How many lines below hold the string "pole"? Report that number alone.

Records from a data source
|---|

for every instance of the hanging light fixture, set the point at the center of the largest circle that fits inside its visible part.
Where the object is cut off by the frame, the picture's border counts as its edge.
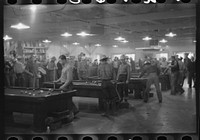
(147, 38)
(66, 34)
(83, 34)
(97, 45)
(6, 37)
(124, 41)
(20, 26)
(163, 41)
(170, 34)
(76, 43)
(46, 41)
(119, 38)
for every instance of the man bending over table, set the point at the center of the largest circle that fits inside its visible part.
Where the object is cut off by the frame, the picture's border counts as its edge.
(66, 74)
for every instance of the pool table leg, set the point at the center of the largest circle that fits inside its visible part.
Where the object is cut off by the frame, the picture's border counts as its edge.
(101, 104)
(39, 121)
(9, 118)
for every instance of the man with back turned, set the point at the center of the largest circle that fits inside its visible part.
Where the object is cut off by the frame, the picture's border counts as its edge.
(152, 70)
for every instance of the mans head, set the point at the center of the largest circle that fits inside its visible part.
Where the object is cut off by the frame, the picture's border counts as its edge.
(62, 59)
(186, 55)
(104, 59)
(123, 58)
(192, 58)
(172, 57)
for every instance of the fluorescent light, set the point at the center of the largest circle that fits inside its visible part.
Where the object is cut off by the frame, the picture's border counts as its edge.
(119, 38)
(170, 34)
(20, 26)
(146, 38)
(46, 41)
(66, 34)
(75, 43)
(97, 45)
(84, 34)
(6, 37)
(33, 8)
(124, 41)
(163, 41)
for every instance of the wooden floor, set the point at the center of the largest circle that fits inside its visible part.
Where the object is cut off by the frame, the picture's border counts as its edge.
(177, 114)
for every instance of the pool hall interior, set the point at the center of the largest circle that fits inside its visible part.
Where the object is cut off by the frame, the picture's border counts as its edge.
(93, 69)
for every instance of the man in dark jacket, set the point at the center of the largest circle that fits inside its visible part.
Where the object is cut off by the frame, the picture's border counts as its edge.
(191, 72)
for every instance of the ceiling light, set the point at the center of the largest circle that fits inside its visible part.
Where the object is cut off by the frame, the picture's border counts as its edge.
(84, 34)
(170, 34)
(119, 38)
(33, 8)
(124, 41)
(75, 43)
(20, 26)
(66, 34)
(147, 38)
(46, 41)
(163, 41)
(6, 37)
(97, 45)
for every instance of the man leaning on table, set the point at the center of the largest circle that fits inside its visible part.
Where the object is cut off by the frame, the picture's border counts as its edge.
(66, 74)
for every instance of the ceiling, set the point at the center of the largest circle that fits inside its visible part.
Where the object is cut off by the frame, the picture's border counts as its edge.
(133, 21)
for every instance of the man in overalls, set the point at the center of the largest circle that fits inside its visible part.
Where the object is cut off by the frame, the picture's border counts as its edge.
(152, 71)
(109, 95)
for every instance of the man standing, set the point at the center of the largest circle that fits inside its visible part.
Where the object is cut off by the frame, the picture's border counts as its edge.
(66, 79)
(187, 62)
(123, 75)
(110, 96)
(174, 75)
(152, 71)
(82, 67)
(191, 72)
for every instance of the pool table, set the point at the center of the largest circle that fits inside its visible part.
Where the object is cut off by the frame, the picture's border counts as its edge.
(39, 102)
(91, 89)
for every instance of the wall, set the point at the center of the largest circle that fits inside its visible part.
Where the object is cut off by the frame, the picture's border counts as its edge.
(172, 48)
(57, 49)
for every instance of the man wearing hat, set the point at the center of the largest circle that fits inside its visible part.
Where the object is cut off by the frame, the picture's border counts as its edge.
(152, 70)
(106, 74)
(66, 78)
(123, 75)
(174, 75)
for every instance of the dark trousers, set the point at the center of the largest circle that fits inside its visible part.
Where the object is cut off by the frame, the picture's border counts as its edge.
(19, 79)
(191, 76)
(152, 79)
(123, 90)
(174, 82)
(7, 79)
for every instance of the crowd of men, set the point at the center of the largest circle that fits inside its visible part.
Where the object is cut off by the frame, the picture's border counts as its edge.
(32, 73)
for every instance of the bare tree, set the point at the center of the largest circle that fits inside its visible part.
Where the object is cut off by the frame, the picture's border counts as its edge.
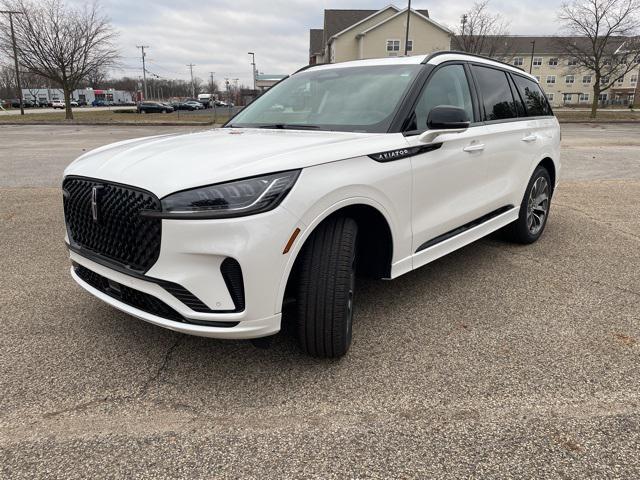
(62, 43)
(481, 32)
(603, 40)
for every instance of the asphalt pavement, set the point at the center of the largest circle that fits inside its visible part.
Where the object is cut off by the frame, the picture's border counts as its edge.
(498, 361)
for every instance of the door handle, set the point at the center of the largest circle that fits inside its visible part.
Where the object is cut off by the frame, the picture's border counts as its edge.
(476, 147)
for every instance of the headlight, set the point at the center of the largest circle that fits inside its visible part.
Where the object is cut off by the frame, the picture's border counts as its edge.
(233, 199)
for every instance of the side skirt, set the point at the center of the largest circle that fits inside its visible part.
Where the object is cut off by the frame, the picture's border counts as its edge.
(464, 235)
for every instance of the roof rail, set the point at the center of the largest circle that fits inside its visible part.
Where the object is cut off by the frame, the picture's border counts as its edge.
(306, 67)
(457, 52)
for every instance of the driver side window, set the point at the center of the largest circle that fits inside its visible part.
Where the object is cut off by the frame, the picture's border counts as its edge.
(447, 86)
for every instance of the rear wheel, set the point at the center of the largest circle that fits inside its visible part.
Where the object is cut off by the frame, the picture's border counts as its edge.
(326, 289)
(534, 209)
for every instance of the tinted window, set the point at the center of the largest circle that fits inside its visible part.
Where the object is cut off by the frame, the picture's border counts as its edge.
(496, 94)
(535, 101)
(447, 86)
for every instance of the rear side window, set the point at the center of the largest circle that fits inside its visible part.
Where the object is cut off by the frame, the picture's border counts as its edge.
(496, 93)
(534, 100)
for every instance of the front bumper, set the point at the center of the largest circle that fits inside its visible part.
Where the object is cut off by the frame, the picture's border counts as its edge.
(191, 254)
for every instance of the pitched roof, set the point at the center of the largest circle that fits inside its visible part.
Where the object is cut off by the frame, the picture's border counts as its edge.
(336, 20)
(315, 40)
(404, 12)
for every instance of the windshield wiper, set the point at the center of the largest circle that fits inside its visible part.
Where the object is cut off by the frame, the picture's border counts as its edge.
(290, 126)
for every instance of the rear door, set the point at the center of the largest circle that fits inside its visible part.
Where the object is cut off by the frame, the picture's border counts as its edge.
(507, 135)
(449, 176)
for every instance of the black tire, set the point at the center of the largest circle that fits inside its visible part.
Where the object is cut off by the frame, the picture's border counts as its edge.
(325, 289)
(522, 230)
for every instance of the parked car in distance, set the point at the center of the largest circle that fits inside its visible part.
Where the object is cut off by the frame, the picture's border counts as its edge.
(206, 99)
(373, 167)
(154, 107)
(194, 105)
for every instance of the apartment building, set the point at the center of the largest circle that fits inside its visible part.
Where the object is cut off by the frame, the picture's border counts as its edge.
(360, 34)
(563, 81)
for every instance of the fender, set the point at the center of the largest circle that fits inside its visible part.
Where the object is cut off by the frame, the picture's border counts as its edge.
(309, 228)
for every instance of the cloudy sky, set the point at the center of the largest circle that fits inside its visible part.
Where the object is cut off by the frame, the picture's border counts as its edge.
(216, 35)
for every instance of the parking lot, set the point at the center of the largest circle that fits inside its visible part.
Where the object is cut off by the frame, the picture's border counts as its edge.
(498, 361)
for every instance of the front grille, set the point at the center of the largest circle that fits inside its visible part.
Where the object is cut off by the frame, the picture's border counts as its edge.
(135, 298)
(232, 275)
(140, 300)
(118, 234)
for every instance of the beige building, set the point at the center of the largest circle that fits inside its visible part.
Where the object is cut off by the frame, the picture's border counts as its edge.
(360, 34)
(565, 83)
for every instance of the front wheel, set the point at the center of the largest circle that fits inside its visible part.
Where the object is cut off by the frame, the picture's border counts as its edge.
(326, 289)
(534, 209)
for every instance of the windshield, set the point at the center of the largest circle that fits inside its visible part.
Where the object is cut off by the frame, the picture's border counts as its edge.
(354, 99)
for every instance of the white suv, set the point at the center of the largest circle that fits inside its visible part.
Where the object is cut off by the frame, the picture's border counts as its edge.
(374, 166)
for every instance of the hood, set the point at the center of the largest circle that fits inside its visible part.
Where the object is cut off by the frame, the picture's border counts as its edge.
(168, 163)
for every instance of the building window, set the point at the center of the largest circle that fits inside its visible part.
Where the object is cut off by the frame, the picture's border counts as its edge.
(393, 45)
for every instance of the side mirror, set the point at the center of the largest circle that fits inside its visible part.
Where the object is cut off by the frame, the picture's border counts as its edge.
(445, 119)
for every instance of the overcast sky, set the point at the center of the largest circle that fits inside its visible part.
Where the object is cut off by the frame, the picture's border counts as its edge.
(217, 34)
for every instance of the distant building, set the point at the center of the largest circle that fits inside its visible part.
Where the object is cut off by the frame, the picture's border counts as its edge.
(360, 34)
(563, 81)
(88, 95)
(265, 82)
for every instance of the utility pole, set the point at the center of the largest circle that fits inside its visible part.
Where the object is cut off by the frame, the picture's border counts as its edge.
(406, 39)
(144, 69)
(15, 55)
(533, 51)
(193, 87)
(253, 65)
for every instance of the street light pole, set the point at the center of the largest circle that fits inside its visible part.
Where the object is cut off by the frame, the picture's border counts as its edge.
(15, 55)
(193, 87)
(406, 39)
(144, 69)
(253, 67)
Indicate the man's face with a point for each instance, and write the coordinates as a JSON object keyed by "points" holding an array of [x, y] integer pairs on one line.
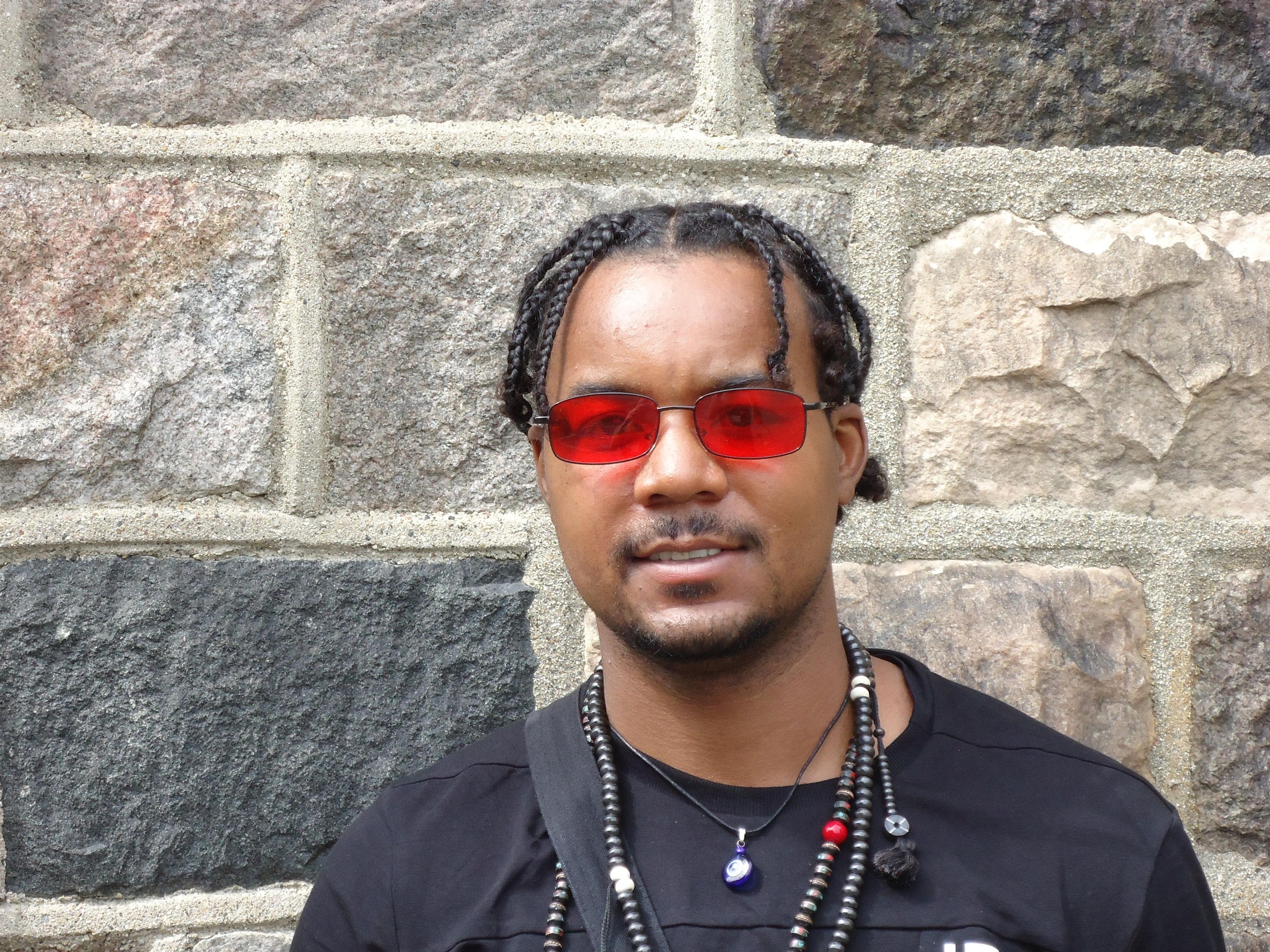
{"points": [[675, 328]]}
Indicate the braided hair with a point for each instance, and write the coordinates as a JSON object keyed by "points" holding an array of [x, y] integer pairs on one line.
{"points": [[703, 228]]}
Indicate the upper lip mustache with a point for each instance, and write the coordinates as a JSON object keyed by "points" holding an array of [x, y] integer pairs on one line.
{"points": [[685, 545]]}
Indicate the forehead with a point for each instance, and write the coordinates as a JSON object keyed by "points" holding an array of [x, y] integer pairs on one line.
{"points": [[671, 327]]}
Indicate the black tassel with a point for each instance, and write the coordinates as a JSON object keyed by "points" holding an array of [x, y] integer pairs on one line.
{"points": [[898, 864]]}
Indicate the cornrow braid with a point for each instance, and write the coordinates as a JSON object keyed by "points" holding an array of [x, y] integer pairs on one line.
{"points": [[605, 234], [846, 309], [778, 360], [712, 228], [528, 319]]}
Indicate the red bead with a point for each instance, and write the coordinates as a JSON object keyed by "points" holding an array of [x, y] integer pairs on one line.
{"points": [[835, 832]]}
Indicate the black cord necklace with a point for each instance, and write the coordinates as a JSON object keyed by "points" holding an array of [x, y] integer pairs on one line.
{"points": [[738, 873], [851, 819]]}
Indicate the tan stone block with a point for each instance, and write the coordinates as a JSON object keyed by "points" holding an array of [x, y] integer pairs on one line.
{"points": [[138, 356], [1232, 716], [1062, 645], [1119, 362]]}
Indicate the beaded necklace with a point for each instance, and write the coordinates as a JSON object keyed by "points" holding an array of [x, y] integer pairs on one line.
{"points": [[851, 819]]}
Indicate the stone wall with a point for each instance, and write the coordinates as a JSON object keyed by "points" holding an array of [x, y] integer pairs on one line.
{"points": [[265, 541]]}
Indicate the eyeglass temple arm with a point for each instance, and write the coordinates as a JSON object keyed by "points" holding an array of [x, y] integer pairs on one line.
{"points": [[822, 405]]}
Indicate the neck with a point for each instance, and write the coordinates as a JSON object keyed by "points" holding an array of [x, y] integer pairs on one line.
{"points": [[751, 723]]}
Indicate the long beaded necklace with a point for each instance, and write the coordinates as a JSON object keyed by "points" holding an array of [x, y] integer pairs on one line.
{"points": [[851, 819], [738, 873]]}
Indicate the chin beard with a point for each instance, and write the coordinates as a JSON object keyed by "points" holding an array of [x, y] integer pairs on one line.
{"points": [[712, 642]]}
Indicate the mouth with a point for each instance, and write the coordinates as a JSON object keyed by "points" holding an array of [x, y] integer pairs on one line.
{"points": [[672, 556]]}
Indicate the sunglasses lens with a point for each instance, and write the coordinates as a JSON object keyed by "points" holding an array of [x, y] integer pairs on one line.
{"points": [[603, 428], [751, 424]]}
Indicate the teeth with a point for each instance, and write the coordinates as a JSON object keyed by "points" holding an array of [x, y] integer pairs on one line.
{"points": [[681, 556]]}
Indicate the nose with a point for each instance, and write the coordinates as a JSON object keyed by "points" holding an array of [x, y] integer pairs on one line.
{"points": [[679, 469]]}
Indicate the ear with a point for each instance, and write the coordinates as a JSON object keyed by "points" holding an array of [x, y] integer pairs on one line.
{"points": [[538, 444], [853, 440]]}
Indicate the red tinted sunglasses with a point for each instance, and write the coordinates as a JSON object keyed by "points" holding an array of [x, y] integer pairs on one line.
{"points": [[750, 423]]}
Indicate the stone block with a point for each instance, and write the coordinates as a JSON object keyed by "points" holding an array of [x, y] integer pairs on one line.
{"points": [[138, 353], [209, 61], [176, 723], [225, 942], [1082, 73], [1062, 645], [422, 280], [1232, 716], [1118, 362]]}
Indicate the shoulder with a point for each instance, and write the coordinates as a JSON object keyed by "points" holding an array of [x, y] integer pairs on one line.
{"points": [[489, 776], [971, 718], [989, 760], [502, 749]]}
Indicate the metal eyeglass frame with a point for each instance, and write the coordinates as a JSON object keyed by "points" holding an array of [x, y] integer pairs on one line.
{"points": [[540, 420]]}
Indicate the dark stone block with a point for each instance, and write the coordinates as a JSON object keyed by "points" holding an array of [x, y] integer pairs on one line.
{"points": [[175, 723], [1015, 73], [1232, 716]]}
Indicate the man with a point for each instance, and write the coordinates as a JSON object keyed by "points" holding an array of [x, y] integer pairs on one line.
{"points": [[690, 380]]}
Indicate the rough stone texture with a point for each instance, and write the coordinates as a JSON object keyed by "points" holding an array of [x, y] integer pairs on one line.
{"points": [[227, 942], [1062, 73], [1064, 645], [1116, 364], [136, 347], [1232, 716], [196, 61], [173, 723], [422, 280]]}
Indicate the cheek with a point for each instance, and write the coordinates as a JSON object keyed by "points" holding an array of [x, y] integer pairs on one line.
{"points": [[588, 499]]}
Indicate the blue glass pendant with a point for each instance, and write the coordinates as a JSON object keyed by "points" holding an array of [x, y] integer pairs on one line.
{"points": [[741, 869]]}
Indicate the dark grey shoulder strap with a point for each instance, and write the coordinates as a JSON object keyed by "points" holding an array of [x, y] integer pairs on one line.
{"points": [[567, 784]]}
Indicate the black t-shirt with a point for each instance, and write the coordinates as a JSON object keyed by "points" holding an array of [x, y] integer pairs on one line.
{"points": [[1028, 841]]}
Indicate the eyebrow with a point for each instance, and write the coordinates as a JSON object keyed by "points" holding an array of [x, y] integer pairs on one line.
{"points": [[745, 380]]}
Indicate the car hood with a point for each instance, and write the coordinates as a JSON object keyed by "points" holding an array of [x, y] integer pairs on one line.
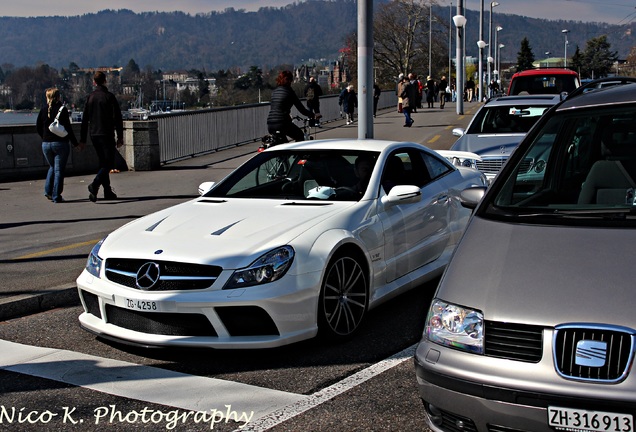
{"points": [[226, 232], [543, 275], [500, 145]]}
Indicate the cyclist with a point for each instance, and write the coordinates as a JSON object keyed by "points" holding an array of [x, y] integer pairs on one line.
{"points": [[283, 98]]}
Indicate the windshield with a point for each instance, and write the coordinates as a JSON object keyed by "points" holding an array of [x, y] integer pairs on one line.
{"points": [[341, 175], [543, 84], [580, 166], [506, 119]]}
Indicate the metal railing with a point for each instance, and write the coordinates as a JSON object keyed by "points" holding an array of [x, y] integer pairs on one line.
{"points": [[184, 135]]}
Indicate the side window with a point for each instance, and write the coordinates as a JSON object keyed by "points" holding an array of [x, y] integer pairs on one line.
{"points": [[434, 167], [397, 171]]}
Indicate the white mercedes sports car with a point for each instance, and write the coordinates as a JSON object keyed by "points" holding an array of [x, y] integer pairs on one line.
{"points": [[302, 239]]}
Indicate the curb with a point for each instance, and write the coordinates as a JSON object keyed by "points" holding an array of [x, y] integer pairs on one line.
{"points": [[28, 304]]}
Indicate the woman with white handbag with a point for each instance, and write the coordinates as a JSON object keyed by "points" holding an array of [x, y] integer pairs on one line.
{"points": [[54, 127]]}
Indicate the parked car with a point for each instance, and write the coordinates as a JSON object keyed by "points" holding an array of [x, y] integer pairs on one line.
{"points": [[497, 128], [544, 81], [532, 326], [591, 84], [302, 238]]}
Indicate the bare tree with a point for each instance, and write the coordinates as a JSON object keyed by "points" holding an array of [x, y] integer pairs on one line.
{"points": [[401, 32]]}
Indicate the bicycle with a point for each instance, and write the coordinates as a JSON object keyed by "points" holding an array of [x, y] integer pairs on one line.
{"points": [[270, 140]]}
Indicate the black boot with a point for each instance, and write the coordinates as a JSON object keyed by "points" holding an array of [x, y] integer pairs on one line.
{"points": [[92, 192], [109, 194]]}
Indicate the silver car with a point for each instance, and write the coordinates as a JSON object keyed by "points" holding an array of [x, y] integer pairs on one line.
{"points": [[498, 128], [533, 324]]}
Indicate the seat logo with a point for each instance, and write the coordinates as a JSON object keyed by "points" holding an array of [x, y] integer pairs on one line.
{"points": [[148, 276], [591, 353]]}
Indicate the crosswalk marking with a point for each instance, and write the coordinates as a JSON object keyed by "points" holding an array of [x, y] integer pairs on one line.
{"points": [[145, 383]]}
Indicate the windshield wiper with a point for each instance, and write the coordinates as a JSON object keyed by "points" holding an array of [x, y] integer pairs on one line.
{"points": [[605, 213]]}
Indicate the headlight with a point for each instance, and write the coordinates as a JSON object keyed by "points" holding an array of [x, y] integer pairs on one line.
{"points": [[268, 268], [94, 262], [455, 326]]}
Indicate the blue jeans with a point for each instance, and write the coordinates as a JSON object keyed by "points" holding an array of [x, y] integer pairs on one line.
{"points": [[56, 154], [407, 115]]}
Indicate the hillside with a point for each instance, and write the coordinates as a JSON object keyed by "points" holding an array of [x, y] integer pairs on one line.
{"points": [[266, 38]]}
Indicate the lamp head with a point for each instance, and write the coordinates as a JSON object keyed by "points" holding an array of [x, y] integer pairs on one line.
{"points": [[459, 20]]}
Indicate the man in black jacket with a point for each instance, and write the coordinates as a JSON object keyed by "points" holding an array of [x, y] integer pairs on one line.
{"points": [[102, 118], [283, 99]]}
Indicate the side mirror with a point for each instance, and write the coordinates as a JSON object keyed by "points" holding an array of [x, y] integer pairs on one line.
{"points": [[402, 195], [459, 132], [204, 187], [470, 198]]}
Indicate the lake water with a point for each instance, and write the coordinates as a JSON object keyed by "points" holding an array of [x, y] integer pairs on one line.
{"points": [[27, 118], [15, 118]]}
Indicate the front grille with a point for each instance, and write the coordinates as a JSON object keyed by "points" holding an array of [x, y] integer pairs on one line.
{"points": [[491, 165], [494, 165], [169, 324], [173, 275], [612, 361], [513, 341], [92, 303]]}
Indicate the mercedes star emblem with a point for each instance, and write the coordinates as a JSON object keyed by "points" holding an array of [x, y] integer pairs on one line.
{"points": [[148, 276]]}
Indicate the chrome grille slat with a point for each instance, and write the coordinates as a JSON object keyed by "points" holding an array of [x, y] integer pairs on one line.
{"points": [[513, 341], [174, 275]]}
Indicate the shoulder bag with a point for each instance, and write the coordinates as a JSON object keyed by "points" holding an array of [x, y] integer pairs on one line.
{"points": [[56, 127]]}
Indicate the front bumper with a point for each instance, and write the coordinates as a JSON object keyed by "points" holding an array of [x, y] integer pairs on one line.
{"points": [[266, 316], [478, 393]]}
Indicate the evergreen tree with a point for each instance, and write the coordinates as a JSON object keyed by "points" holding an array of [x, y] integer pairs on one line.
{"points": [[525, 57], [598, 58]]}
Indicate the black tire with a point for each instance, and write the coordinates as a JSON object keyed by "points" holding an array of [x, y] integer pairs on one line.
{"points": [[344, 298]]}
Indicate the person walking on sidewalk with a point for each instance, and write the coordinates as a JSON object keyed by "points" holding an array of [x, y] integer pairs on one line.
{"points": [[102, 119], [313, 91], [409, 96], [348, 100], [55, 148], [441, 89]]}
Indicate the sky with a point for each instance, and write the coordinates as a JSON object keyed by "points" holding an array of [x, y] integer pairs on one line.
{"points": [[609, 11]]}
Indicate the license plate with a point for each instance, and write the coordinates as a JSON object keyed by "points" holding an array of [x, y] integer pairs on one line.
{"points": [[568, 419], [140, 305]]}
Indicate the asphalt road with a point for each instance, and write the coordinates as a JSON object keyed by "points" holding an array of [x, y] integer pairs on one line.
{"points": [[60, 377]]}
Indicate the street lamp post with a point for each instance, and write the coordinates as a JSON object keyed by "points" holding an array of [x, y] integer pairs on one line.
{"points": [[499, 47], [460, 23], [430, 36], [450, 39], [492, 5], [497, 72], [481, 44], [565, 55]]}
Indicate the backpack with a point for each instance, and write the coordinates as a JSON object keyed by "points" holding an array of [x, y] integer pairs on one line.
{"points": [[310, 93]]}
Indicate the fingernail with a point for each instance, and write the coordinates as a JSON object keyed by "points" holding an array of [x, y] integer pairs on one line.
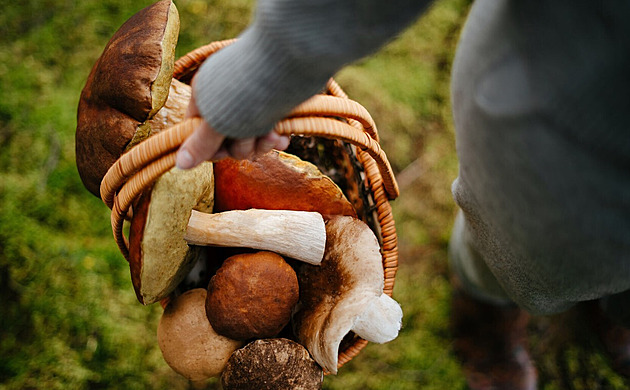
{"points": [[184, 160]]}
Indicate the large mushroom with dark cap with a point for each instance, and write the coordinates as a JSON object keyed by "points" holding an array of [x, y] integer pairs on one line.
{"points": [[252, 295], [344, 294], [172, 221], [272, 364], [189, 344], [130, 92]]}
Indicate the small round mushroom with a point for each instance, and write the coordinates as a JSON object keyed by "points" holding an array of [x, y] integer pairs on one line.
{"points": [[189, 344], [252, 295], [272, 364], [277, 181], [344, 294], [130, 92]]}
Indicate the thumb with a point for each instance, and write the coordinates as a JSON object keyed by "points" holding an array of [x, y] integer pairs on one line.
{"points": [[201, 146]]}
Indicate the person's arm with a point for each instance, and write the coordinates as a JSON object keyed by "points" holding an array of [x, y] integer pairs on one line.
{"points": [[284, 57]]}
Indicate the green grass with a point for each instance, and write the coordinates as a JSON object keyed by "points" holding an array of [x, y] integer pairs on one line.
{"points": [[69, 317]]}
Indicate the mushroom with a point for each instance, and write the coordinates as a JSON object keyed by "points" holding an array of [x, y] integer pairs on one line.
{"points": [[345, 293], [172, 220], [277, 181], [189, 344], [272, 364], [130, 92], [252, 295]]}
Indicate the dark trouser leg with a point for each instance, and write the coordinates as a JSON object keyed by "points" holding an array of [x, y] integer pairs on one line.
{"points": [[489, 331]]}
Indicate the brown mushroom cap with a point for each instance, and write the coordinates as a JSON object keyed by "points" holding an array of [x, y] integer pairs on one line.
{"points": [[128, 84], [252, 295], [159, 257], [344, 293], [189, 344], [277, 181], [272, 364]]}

|---|

SOLVED EXERCISE: 2